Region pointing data
>>>
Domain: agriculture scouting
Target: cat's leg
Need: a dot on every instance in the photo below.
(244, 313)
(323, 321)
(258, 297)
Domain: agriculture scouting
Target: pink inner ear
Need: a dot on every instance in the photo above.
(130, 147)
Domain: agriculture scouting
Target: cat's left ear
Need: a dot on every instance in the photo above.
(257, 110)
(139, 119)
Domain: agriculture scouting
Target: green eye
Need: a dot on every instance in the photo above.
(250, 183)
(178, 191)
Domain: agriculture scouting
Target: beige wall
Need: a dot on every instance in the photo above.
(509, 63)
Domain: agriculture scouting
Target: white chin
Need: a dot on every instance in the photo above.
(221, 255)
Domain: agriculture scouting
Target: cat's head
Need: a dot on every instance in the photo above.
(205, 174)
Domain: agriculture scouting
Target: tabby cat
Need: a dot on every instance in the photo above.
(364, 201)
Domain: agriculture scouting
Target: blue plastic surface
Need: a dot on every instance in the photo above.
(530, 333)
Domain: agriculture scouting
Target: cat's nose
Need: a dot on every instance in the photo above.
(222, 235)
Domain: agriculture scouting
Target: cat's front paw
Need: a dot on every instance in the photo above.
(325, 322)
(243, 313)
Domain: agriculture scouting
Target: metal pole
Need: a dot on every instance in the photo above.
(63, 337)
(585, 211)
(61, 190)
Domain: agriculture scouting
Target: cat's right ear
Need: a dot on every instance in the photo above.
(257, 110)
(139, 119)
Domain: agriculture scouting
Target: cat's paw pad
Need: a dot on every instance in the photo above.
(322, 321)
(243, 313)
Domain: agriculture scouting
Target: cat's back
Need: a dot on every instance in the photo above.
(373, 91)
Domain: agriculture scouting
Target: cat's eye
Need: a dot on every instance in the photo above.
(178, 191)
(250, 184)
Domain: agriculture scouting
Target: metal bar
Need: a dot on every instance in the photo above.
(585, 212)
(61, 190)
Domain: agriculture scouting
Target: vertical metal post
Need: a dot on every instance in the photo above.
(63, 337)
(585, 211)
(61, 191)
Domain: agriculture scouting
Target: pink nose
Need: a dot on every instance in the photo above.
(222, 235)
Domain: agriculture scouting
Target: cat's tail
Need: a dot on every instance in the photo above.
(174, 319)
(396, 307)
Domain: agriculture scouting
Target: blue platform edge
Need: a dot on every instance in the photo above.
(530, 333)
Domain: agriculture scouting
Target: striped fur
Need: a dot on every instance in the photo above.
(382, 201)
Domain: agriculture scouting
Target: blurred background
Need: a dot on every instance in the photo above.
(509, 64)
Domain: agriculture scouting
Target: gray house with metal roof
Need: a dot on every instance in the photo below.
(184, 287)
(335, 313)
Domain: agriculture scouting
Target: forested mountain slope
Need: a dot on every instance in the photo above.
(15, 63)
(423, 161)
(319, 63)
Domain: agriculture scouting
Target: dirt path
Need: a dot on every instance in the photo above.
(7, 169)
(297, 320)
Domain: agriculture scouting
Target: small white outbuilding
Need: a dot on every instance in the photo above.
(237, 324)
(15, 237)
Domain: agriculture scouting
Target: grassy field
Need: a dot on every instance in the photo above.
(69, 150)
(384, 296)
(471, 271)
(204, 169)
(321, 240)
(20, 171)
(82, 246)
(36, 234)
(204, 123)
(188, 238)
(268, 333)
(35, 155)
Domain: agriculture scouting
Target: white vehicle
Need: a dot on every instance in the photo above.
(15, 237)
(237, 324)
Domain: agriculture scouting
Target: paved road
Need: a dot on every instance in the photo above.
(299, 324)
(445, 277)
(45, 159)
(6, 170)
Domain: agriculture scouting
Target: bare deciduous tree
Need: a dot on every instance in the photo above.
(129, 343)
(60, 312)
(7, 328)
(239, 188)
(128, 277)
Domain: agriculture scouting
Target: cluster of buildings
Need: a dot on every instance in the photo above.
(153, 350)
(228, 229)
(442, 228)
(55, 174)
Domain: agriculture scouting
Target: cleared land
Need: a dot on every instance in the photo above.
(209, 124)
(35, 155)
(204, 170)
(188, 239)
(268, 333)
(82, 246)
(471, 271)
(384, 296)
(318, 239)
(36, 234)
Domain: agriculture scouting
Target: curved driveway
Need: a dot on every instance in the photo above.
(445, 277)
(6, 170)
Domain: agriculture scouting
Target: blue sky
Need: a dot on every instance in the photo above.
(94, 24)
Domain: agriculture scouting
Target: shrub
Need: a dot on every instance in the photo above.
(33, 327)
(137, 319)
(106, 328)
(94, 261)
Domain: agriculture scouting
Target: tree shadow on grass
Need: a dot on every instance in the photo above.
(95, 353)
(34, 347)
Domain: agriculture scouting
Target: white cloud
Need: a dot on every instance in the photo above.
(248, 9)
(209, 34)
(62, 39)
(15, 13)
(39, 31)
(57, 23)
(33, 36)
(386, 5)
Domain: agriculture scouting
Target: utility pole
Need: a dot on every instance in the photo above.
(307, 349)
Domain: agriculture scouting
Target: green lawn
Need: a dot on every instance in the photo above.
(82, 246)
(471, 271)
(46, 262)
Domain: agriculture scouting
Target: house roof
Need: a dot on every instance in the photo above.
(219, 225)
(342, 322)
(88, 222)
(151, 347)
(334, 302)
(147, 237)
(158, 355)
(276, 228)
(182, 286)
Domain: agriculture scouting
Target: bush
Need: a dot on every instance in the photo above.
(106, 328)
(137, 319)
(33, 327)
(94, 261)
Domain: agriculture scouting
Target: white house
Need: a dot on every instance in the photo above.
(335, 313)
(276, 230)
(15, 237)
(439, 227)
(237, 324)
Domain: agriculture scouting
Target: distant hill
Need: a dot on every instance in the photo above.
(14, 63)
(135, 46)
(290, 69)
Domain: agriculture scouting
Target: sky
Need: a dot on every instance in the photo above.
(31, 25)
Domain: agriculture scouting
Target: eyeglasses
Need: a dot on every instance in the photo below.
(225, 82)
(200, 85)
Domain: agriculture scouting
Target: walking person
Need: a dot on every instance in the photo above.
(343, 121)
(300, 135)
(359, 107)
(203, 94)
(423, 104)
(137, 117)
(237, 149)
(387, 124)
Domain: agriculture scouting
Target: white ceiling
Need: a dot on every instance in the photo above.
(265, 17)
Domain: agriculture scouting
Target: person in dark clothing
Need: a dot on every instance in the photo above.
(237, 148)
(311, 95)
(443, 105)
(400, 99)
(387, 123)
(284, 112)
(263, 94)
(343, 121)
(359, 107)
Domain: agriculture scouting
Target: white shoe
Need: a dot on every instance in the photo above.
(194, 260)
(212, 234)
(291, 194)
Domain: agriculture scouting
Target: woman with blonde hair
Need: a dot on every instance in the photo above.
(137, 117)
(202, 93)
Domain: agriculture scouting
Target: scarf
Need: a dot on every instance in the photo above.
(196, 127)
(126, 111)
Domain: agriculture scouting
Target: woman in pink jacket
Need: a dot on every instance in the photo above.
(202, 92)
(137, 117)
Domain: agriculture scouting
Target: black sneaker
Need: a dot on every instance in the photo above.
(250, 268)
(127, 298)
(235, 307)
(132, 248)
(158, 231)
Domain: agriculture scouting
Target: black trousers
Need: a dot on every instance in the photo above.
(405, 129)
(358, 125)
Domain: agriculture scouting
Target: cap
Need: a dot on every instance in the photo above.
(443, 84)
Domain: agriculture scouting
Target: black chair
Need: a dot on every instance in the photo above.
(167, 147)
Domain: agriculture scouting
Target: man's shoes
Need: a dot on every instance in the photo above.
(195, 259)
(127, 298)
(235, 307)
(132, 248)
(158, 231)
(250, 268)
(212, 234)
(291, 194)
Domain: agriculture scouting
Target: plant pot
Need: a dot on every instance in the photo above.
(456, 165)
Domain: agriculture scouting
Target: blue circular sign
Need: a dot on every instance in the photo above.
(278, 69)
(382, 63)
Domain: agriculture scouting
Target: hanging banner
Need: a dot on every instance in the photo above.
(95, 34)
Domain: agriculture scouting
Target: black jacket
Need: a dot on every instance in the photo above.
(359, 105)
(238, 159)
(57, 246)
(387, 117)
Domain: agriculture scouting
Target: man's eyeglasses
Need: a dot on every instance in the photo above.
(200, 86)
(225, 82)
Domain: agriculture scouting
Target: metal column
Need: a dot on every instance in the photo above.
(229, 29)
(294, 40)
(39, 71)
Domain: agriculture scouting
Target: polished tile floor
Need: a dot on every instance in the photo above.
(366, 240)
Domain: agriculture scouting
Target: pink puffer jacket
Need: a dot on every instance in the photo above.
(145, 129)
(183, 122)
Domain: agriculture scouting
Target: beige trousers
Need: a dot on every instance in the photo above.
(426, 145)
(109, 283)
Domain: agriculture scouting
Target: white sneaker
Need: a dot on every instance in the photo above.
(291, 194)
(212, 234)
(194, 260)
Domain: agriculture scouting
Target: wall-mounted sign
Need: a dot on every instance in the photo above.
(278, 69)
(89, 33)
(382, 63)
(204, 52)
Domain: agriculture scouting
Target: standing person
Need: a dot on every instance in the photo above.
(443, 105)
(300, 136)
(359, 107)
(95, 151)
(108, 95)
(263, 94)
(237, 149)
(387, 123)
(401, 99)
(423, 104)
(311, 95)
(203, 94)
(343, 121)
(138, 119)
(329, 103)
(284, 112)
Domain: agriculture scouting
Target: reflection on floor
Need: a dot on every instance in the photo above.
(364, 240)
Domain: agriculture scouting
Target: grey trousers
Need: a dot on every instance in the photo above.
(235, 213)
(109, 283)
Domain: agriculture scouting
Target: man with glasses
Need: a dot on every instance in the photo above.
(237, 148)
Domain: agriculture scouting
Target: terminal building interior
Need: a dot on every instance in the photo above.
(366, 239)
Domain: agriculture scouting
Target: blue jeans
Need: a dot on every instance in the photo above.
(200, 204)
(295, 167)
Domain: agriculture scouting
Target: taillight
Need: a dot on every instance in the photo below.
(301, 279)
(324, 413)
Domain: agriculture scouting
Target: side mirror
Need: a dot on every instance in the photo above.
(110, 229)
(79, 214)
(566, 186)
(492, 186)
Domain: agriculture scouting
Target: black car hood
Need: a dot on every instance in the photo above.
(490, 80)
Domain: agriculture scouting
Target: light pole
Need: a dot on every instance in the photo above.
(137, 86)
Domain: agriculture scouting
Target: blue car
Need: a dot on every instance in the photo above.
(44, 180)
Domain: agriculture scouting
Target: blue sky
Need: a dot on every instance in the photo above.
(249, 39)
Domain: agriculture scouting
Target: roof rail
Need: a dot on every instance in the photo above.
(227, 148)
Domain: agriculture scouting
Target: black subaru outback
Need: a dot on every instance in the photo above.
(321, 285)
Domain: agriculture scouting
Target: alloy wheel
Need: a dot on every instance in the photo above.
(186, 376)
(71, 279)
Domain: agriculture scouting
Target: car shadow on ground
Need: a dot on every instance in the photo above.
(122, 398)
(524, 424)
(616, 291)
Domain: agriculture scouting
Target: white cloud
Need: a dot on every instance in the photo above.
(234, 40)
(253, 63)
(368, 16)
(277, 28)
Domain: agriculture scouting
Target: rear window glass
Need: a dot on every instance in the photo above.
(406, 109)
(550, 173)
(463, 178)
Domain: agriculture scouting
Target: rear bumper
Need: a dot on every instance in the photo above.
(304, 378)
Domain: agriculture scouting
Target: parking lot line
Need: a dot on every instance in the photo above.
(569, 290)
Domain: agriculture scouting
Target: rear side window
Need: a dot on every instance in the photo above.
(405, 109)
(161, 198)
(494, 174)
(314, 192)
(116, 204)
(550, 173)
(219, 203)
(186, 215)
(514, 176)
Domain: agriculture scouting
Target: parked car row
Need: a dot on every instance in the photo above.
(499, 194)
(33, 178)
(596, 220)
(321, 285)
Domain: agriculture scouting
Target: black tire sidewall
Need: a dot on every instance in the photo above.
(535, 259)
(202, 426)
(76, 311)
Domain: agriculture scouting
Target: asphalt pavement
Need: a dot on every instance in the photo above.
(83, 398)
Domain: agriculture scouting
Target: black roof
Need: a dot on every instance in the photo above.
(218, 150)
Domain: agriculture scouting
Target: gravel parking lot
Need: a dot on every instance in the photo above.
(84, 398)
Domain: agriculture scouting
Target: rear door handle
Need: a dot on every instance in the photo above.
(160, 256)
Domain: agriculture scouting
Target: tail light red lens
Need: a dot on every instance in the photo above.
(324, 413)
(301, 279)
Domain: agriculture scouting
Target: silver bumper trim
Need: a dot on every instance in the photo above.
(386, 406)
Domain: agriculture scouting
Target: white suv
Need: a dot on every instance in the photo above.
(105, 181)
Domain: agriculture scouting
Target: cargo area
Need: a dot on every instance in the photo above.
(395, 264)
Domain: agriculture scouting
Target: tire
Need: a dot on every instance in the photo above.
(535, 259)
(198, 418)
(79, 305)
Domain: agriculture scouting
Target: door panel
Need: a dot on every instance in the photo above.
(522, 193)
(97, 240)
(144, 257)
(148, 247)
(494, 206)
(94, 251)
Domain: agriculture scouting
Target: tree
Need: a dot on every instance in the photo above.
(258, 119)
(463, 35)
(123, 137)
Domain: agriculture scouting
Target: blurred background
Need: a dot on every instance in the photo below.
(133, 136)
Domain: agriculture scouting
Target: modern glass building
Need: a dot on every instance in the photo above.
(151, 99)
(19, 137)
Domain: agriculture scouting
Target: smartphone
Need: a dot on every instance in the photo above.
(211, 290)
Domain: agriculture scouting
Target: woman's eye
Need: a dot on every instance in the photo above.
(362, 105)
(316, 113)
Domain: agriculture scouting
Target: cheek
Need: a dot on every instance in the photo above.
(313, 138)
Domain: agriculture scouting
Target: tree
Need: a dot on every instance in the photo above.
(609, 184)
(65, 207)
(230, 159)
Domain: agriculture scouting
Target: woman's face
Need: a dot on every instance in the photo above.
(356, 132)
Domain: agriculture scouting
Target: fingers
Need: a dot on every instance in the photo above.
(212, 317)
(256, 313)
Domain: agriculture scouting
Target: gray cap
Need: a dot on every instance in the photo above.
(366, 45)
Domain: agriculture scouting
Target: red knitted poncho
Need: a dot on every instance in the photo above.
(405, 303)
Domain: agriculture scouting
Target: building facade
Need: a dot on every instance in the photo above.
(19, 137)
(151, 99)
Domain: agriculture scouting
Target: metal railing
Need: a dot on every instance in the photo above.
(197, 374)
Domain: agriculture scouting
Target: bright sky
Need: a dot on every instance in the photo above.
<<<
EXERCISE PROMPT
Your answer consists solely of the lines from the top of the records above through the line that contains "Target: vertical metal post", each echoed exactly.

TASK RESPONSE
Domain: agriculture scouting
Target: cat's leg
Need: a dot on every instance in the photo below.
(244, 313)
(323, 321)
(258, 297)
Domain: agriculture scouting
Target: pink inner ear
Need: a dot on every instance in the photo above.
(130, 147)
Domain: agriculture scouting
Target: cat's left ear
Need: a dot on every instance in the photo above.
(257, 110)
(139, 119)
Domain: agriculture scouting
Target: green eye
Need: a dot on every instance in the photo above.
(250, 183)
(178, 191)
Domain: agriculture scouting
Target: beige wall
Need: a dot on every instance in the photo above.
(509, 63)
Domain: agriculture scouting
Target: white chin
Need: a dot on every instance in the photo above.
(221, 255)
Domain: agriculture scouting
Target: cat's head
Need: a dot on every instance in the photo above.
(205, 174)
Domain: agriculture scouting
Target: tabby cat
Need: a dot on every instance in the photo above.
(364, 201)
Domain: agriculture scouting
Target: blue plastic surface
Need: a dot on every instance in the photo above.
(530, 333)
Domain: agriculture scouting
Target: cat's nose
Need: a dot on every instance in the photo above.
(222, 235)
Domain: agriculture scouting
Target: cat's front paw
Need: a dot on every instance in the photo above.
(325, 322)
(243, 313)
Domain: agriculture scouting
Target: metal pole
Need: a dot on every instance in the photo above.
(63, 337)
(585, 211)
(61, 190)
Domain: agriculture scouting
Target: cat's right ear
Need: a dot on every instance in the photo above.
(257, 110)
(139, 119)
Domain: agriculture scouting
Target: cat's paw pad
Need: a dot on every instance in the photo above.
(322, 321)
(243, 313)
Domain: agriculture scouting
Target: cat's back
Need: a dot on every instance in the photo above.
(373, 91)
Domain: agriculture scouting
Target: cat's eye
Need: a dot on every instance in the photo above.
(178, 191)
(250, 184)
Domain: agriculture scouting
Target: metal bar
Need: a dot on every instance in the photo above.
(585, 212)
(61, 190)
Domain: agriculture scouting
Target: vertical metal post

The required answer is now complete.